Document source
######

Car l'enjeu de la vidéo est bien là, dans sa capacité à absorber une part significative des investissements publicitaires en télévision. Or, tant que la bascule des écrans télé vers ceux des ordinateurs fixes ne sera pas réalisée, l'émergence significative de la vidéo dans les dépenses publicitaires sur mobile risque d'être hypothéquée.

 

Par ailleurs, la vidéo va se heurter aux mêmes freins que ceux qui brident l'éclosion de tous les formats publicitaires sur le mobile, c'est-à-dire la faible tolérance des mobinautes aux démarches intrusives. Avec un handicap supplémentaire que constitue l'affichage en plein écran, imposé par le mobile, qui démultiplie le risque intrusif.

 

Pour faire oublier l'intrusivité, les annonceurs et régies vont devoir redoubler de créativité dans les formats proposés. Certaines startup, comme Adtile, travaillent d'ores et déjà sur des publicités capables d'exploiter les fonctionnalités spécifiques du mobile (GPS, gyroscope, coprocesseur, accéléromètre, boussole) pour permettre au mobinaute d'interagir avec la publicité en secouant ou en tournant son appareil.

######

Consignes
A - Recopiez le passage du texte sur la publicité vidéo mobile compris entre "Par ailleurs, la" et "le risque intrusif.", bornes incluses.
B - D'après le texte sur la publicité vidéo mobile, quelle startup travaille déjà sur des publicités exploitant les fonctionnalités spécifiques du mobile ?

######

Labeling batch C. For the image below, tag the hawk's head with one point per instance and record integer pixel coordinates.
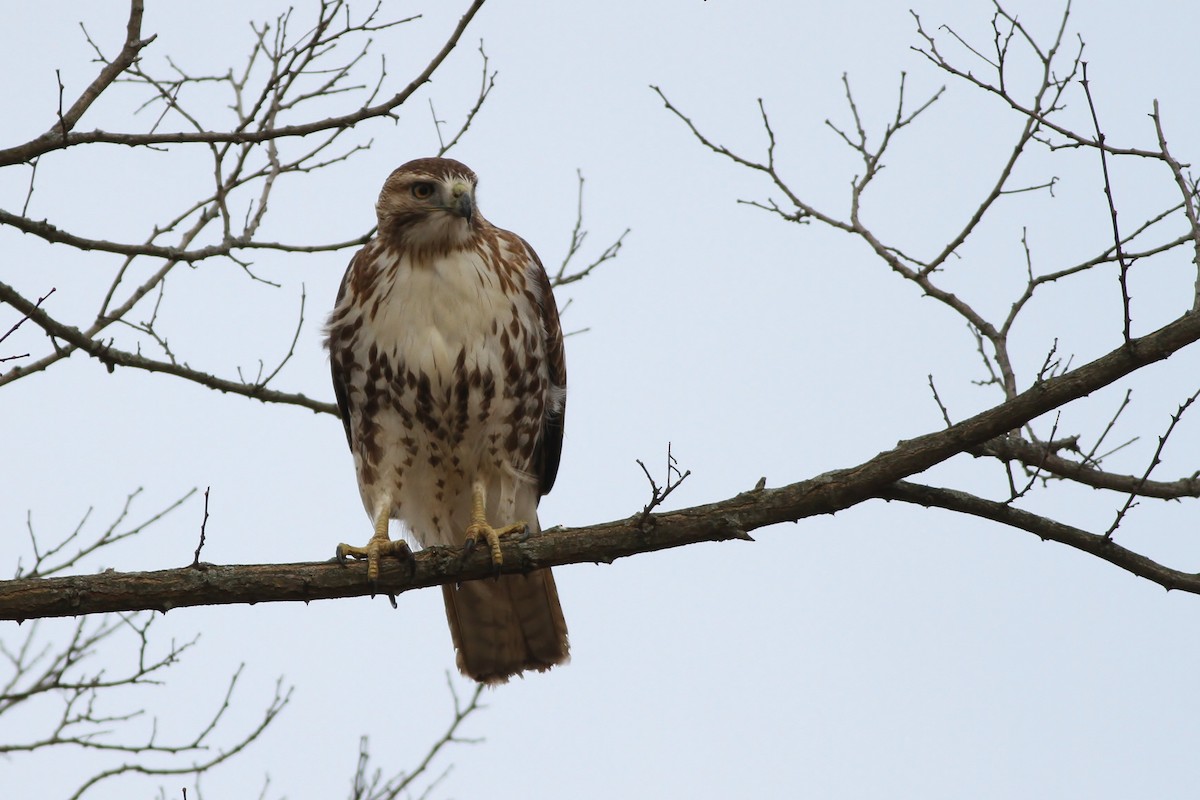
(429, 206)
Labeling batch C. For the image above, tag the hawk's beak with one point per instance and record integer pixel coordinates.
(462, 204)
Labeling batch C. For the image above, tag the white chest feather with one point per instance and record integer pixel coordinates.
(447, 384)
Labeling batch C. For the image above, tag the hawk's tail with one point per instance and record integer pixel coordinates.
(505, 626)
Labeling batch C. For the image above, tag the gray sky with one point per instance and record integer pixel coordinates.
(887, 651)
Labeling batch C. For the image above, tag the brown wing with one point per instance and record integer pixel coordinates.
(337, 356)
(550, 450)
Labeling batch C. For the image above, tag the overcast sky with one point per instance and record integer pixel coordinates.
(887, 651)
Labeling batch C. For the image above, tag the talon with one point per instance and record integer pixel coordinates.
(479, 528)
(375, 549)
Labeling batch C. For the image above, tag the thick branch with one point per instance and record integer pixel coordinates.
(727, 519)
(1038, 457)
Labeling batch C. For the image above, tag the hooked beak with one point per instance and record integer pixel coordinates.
(462, 205)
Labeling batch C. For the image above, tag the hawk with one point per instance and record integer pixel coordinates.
(447, 355)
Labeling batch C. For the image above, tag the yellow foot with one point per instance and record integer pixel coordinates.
(479, 528)
(377, 548)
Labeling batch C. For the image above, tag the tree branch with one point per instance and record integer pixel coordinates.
(732, 518)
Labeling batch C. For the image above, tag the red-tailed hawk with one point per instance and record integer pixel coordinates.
(448, 366)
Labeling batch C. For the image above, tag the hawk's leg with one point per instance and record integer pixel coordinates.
(479, 527)
(377, 548)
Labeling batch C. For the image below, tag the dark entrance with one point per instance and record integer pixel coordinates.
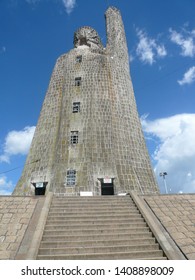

######

Réponses par consigne
A -
Par ailleurs, la vidéo va se heurter aux mêmes freins que ceux qui brident l'éclosion de tous les formats publicitaires sur le mobile, c'est-à-dire la faible tolérance des mobinautes aux démarches intrusives. Avec un handicap supplémentaire que constitue l'affichage en plein écran, imposé par le mobile, qui démultiplie le risque intrusif.

B - Adtile.